[Collected data]
-.-.-

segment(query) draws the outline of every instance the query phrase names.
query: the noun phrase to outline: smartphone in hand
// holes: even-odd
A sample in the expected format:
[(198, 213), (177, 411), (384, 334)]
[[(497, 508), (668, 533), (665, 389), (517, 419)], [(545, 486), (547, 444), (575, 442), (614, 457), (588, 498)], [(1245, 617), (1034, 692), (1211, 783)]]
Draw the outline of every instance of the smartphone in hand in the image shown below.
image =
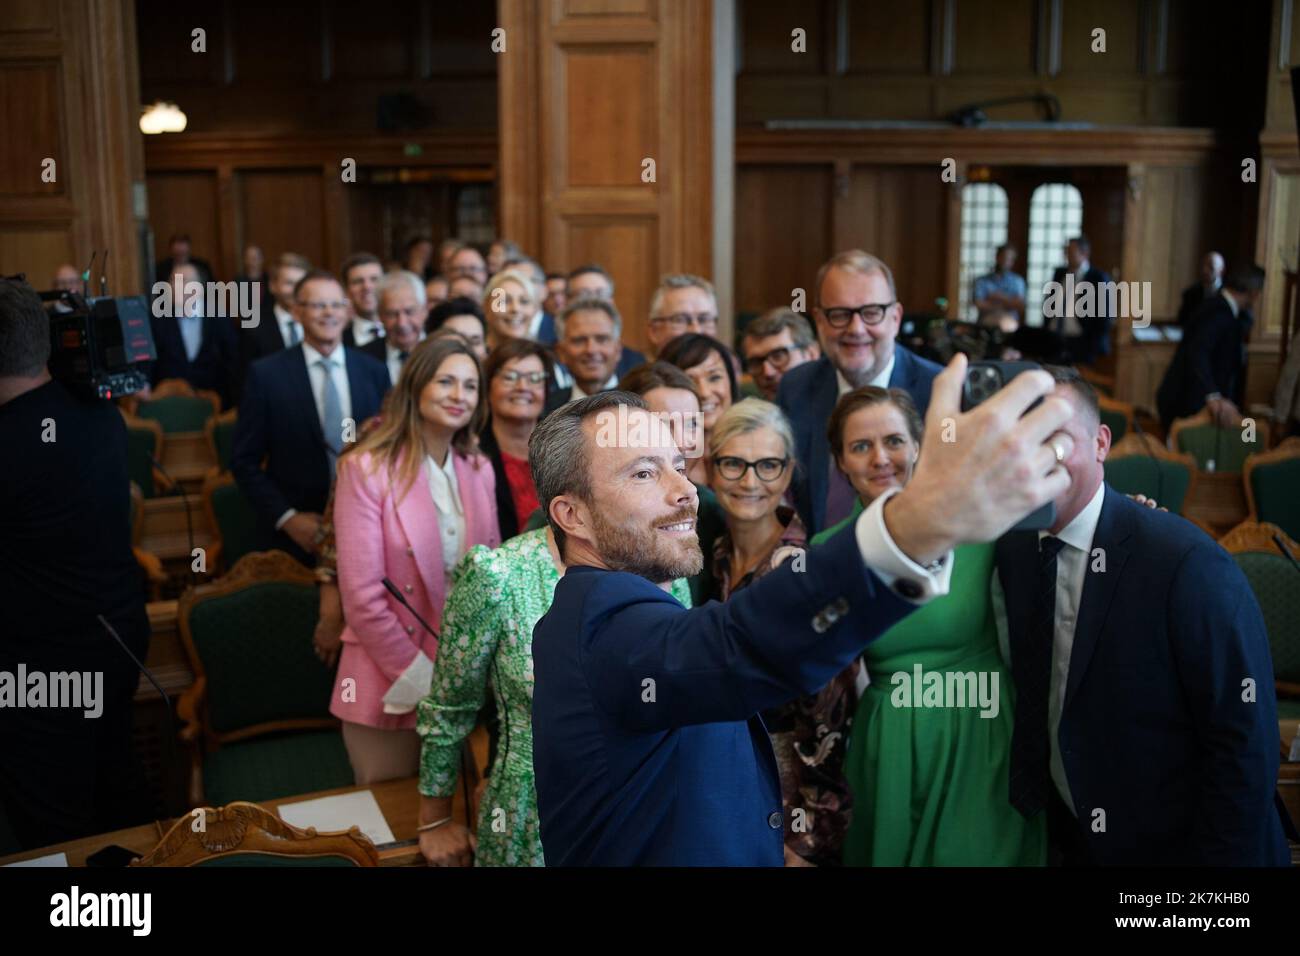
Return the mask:
[[(962, 383), (961, 410), (970, 411), (980, 402), (992, 398), (1007, 382), (1021, 372), (1042, 368), (1037, 362), (971, 362), (966, 367), (966, 381)], [(1026, 410), (1038, 407), (1040, 398)], [(1046, 531), (1056, 523), (1056, 503), (1049, 501), (1041, 508), (1020, 519), (1012, 531)]]

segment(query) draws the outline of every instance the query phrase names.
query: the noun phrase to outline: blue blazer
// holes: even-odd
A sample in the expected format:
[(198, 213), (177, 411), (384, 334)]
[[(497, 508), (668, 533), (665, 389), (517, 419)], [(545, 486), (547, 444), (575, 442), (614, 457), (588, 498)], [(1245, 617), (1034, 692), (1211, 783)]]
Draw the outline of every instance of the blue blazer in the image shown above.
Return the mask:
[(726, 604), (571, 566), (533, 630), (533, 768), (547, 866), (781, 866), (759, 711), (823, 687), (914, 605), (852, 526)]
[[(942, 371), (942, 366), (895, 343), (889, 387), (901, 388), (912, 396), (924, 418), (930, 407), (930, 386)], [(790, 488), (795, 508), (810, 537), (826, 527), (826, 490), (831, 465), (826, 423), (839, 397), (835, 366), (825, 356), (783, 375), (776, 393), (776, 403), (794, 430), (794, 454), (800, 467), (795, 469)]]
[(153, 342), (158, 359), (149, 381), (157, 385), (165, 378), (183, 378), (195, 388), (211, 389), (221, 396), (221, 407), (239, 402), (239, 339), (228, 318), (205, 316), (198, 354), (191, 362), (185, 353), (180, 320), (174, 315), (152, 316)]
[(541, 345), (555, 345), (555, 316), (549, 312), (542, 313), (542, 324), (537, 327), (537, 341)]
[[(355, 349), (340, 348), (352, 393), (352, 418), (360, 427), (383, 404), (388, 368)], [(330, 492), (329, 456), (301, 344), (248, 367), (230, 471), (257, 512), (264, 546), (301, 558), (301, 549), (275, 530), (275, 522), (290, 508), (323, 513)]]
[[(1285, 866), (1277, 700), (1245, 575), (1177, 515), (1107, 487), (1075, 625), (1060, 748), (1080, 831), (1107, 865)], [(1029, 639), (1037, 532), (997, 545), (1012, 673)], [(1257, 700), (1242, 701), (1242, 682)], [(1094, 832), (1095, 811), (1105, 831)]]

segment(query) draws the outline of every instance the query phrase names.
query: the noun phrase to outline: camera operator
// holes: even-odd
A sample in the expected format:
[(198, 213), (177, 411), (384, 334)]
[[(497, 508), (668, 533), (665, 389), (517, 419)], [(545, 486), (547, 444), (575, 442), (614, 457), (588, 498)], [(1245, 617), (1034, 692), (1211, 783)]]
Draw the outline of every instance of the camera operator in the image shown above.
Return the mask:
[[(52, 379), (49, 358), (40, 298), (0, 280), (0, 680), (14, 692), (0, 694), (0, 809), (24, 848), (132, 825), (151, 809), (131, 748), (139, 674), (98, 620), (144, 660), (126, 427), (112, 404)], [(29, 692), (38, 673), (43, 700)], [(78, 675), (83, 705), (98, 681), (93, 706), (56, 699), (56, 673)]]

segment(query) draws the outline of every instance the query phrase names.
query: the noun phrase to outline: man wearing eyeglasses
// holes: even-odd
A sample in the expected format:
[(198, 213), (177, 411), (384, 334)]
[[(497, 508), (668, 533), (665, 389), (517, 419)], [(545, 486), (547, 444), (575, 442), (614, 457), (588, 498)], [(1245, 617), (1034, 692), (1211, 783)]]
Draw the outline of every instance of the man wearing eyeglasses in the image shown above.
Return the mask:
[(925, 415), (931, 383), (941, 371), (895, 341), (903, 306), (894, 274), (875, 256), (860, 249), (834, 256), (817, 273), (813, 301), (823, 355), (788, 372), (777, 389), (777, 404), (794, 428), (795, 455), (803, 465), (791, 487), (809, 534), (853, 510), (853, 487), (835, 467), (826, 437), (826, 422), (840, 396), (864, 385), (901, 388)]
[(812, 327), (792, 309), (772, 309), (745, 326), (740, 343), (745, 371), (769, 402), (776, 401), (781, 378), (821, 355)]
[(379, 412), (389, 377), (343, 344), (348, 300), (330, 273), (298, 281), (293, 315), (302, 341), (249, 366), (230, 470), (257, 512), (261, 547), (311, 565), (335, 463)]
[(658, 355), (687, 332), (717, 336), (718, 300), (713, 285), (685, 272), (666, 275), (650, 300), (650, 348)]

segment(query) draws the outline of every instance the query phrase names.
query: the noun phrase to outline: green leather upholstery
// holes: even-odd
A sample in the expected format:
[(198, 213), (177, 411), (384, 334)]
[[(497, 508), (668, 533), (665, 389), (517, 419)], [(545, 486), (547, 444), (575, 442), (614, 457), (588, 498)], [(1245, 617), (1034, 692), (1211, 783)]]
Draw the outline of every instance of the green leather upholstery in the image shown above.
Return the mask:
[(1101, 410), (1101, 423), (1110, 429), (1110, 443), (1119, 444), (1119, 440), (1128, 434), (1128, 419), (1123, 412), (1116, 412), (1103, 408)]
[(217, 466), (230, 470), (230, 451), (235, 447), (235, 423), (217, 422), (212, 427), (212, 443), (217, 448)]
[(227, 853), (214, 856), (195, 866), (352, 866), (346, 856), (276, 856), (272, 853)]
[(1181, 462), (1166, 461), (1147, 455), (1111, 458), (1105, 466), (1106, 481), (1121, 494), (1146, 495), (1162, 508), (1183, 513), (1191, 470)]
[(157, 436), (148, 428), (126, 427), (126, 470), (131, 480), (140, 486), (146, 498), (155, 494), (153, 486), (153, 461), (158, 457)]
[(222, 485), (212, 492), (212, 514), (221, 535), (221, 560), (227, 568), (250, 551), (257, 551), (257, 512), (238, 485)]
[(1246, 459), (1263, 451), (1259, 442), (1241, 440), (1240, 428), (1216, 428), (1196, 425), (1178, 433), (1178, 451), (1190, 452), (1202, 471), (1214, 462), (1215, 471), (1240, 473)]
[[(189, 615), (207, 678), (212, 731), (274, 721), (330, 719), (333, 671), (312, 651), (319, 609), (311, 584), (267, 581), (209, 598)], [(213, 806), (311, 793), (353, 783), (337, 730), (287, 731), (223, 744), (203, 761)]]
[(255, 737), (225, 744), (203, 758), (203, 795), (215, 807), (350, 787), (353, 782), (352, 764), (337, 730)]
[(158, 422), (164, 432), (201, 432), (215, 412), (212, 402), (206, 398), (169, 395), (141, 402), (136, 415)]
[(1233, 555), (1264, 612), (1273, 676), (1300, 684), (1300, 573), (1277, 554)]
[(1250, 470), (1250, 489), (1259, 511), (1257, 520), (1275, 524), (1287, 537), (1300, 540), (1300, 458), (1256, 465)]

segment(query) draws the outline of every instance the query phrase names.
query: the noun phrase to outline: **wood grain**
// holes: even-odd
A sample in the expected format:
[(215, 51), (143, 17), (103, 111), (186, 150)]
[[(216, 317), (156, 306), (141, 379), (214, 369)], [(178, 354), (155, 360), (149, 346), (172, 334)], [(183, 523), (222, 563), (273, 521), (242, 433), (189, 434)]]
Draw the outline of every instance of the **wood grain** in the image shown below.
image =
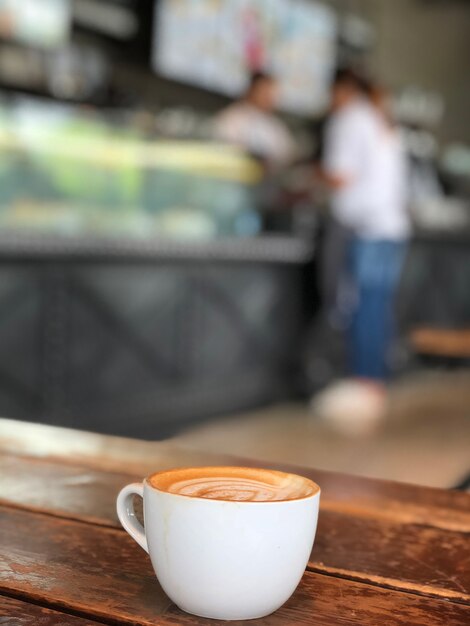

-.-.-

### EXERCISE REQUIREMENTS
Identify the lines above with the word "wood". Copy them.

### RESULT FOR THIS TASK
query: the noun phrase to outline: **wood grain**
Draw the outline of every instance of the **wood grain** in the image shown below.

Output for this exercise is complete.